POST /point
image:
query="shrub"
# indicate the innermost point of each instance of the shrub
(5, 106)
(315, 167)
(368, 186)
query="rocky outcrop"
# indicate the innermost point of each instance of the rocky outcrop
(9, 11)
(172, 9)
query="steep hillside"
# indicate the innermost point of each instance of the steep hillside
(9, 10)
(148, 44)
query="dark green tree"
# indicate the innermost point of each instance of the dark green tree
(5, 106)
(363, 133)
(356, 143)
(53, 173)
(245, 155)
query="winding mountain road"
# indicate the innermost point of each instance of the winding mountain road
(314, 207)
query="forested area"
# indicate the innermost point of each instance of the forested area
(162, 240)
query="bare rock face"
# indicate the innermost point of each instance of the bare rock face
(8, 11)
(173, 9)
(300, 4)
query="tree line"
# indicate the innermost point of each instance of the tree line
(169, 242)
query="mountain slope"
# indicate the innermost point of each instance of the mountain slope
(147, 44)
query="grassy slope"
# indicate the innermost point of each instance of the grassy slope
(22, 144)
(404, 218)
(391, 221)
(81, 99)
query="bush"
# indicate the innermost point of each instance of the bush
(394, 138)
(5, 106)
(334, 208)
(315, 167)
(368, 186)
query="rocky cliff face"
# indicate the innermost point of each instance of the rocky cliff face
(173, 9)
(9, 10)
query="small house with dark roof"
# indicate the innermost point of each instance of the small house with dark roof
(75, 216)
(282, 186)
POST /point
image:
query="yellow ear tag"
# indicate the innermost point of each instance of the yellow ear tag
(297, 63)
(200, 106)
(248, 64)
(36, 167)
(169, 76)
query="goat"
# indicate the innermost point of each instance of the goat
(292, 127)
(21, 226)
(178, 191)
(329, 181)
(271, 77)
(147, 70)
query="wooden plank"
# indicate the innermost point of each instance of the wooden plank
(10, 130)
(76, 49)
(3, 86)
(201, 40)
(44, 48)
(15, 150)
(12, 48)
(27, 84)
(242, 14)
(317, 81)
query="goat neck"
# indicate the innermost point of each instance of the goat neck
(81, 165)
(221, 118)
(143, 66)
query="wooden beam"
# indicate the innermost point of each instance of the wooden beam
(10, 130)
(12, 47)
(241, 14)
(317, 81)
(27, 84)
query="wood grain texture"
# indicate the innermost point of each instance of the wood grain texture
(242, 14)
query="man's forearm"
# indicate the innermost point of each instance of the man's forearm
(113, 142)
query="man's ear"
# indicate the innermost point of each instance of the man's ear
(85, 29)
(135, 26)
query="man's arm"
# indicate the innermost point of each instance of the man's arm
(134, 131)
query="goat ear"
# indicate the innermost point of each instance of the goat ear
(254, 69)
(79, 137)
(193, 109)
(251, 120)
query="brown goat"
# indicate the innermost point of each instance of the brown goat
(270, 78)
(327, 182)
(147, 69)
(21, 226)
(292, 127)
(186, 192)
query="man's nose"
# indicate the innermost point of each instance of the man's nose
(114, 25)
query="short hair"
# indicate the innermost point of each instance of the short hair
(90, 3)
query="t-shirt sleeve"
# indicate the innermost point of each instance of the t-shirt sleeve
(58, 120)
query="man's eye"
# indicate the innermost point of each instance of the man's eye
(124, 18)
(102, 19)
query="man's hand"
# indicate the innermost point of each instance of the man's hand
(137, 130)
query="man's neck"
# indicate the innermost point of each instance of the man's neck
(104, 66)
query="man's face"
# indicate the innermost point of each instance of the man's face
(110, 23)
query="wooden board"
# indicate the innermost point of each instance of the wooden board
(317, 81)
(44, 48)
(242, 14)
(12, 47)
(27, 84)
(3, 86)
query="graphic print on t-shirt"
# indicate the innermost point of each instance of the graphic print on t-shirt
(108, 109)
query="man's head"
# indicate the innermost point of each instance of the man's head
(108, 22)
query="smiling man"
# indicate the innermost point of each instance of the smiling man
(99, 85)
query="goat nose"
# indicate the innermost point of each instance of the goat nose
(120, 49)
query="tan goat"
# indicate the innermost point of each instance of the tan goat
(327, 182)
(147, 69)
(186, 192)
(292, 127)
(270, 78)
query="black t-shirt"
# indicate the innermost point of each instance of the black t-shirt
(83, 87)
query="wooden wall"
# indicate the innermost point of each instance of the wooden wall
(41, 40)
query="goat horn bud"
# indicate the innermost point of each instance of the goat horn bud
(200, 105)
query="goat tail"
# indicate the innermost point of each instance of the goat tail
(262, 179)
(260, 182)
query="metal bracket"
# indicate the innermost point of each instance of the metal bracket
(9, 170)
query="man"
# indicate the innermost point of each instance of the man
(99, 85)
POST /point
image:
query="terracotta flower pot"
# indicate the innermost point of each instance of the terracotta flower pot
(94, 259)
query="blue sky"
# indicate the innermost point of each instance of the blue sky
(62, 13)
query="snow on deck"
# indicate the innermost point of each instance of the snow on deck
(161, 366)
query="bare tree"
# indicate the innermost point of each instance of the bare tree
------------------------------------------------
* [About this exercise]: Output the entire listing above, character for character.

* [Task output]:
POST /point
image:
query="shrub"
# indicate the innermost point of each instance of the shrub
(5, 106)
(315, 167)
(368, 186)
query="rocky outcrop"
# indicate the innermost point of each instance of the rocky outcrop
(9, 11)
(172, 9)
query="steep hillside"
# indicate the innermost point of each instance of the steep hillside
(9, 10)
(148, 44)
query="dark green tree"
# indicate the innermost point of each instance of the dark green tree
(5, 106)
(363, 133)
(356, 143)
(53, 173)
(245, 155)
query="winding mountain road"
# indicate the innermost point of each instance of the winding mountain road
(314, 207)
query="forested area"
# indicate the innermost point of each instance of the forested area
(162, 240)
query="bare rock face"
# indicate the innermost point of each instance of the bare rock face
(8, 11)
(173, 9)
(300, 4)
query="tree line"
# indicate the innermost point of each instance of the tree line
(169, 242)
query="mountain slope"
# indicate the innermost point of each instance of the mountain slope
(147, 44)
query="grassy slope"
# indicate the innermost point of each instance of the grassy slope
(22, 144)
(404, 218)
(391, 221)
(81, 99)
query="bush"
# indicate the innermost point of each instance of the bush
(394, 138)
(5, 106)
(334, 208)
(315, 167)
(368, 186)
query="rocky cliff face"
# indicate the innermost point of each instance of the rocky cliff face
(173, 9)
(9, 10)
query="small house with dark roof"
# indicate the innermost point of each instance of the small house with dark roof
(75, 216)
(282, 186)
POST /point
image:
query="yellow ear tag"
# indicate the innermost point of each instance of the yellow ear tag
(297, 63)
(200, 106)
(248, 64)
(36, 167)
(169, 76)
query="goat"
# indicate the innermost point of each instance of the goat
(292, 127)
(21, 226)
(178, 191)
(329, 181)
(271, 77)
(147, 70)
query="wooden plank"
# indicate the innermost point of each instance of the wooden plank
(10, 130)
(76, 49)
(3, 86)
(201, 40)
(44, 48)
(15, 150)
(12, 48)
(27, 84)
(242, 14)
(317, 81)
query="goat neck"
# indicate the innermost point of each instance of the goat neck
(81, 165)
(221, 118)
(143, 66)
query="wooden beam"
# indicate the innermost point of each instance of the wooden beam
(10, 130)
(12, 47)
(241, 14)
(317, 81)
(27, 84)
query="wood grain texture"
# indicate the innermost point of each instance of the wood grain texture
(242, 14)
query="man's forearm"
# indicate the innermost point of each instance of the man's forearm
(113, 142)
query="man's ear"
# indicate the innermost point of each instance of the man's ear
(85, 29)
(135, 26)
query="man's arm"
# indicate the innermost point of each instance of the man's arm
(134, 131)
query="goat ear"
# indicate the innermost point of each instance of the goat ear
(254, 69)
(79, 137)
(193, 109)
(251, 120)
query="brown goat"
# indicate the innermost point of each instance of the brown goat
(270, 78)
(327, 182)
(147, 69)
(21, 226)
(292, 127)
(186, 192)
query="man's nose"
# indicate the innermost point of each instance of the man's nose
(114, 25)
query="short hair"
# indicate the innermost point of each instance of the short hair
(90, 3)
query="t-shirt sleeve"
# indicate the innermost point of each instance of the t-shirt sleeve
(58, 120)
query="man's eye"
# indicate the innermost point of each instance of the man's eye
(124, 18)
(102, 19)
query="man's hand"
# indicate the innermost point of each instance of the man's hand
(137, 130)
query="man's neck"
# indicate the innermost point of each instance of the man's neck
(104, 66)
query="man's face"
# indicate the innermost point of each instance of the man's face
(110, 23)
query="wooden board"
# indicate the innermost point of each instance of the wooden board
(317, 81)
(44, 48)
(242, 14)
(12, 47)
(27, 84)
(3, 86)
query="graphic print on t-shirt"
# indicate the innermost point of each instance of the graphic print on t-shirt
(108, 109)
query="man's head"
# indicate the innermost point of each instance of the man's head
(108, 22)
query="smiling man"
# indicate the innermost point of each instance of the smiling man
(99, 85)
query="goat nose"
# indicate the innermost point of each instance of the goat nose
(120, 49)
query="tan goat"
# indicate the innermost point of each instance of the tan goat
(327, 182)
(147, 69)
(186, 192)
(292, 127)
(270, 78)
query="black t-shirt"
# indicate the innermost point of each instance of the black t-shirt
(83, 87)
query="wooden wall"
# indicate the innermost point of each instance of the wooden wall
(41, 40)
query="goat horn bud"
# indicate the innermost point of each instance of the goat horn bud
(200, 105)
query="goat tail"
# indicate the innermost point of each instance of the goat tail
(262, 179)
(260, 182)
query="metal bracket"
# indicate the innermost point of each instance of the metal bracket
(9, 170)
query="man"
# indicate the innermost point of each instance of the man
(99, 85)
POST /point
image:
query="terracotta flower pot"
# indicate the innermost point of each instance of the terracotta flower pot
(94, 259)
query="blue sky"
# indicate the innermost point of each instance of the blue sky
(62, 13)
query="snow on deck"
# indicate the innermost point of each instance of the snow on deck
(161, 366)
query="bare tree"
# indicate the innermost point of each instance of the bare tree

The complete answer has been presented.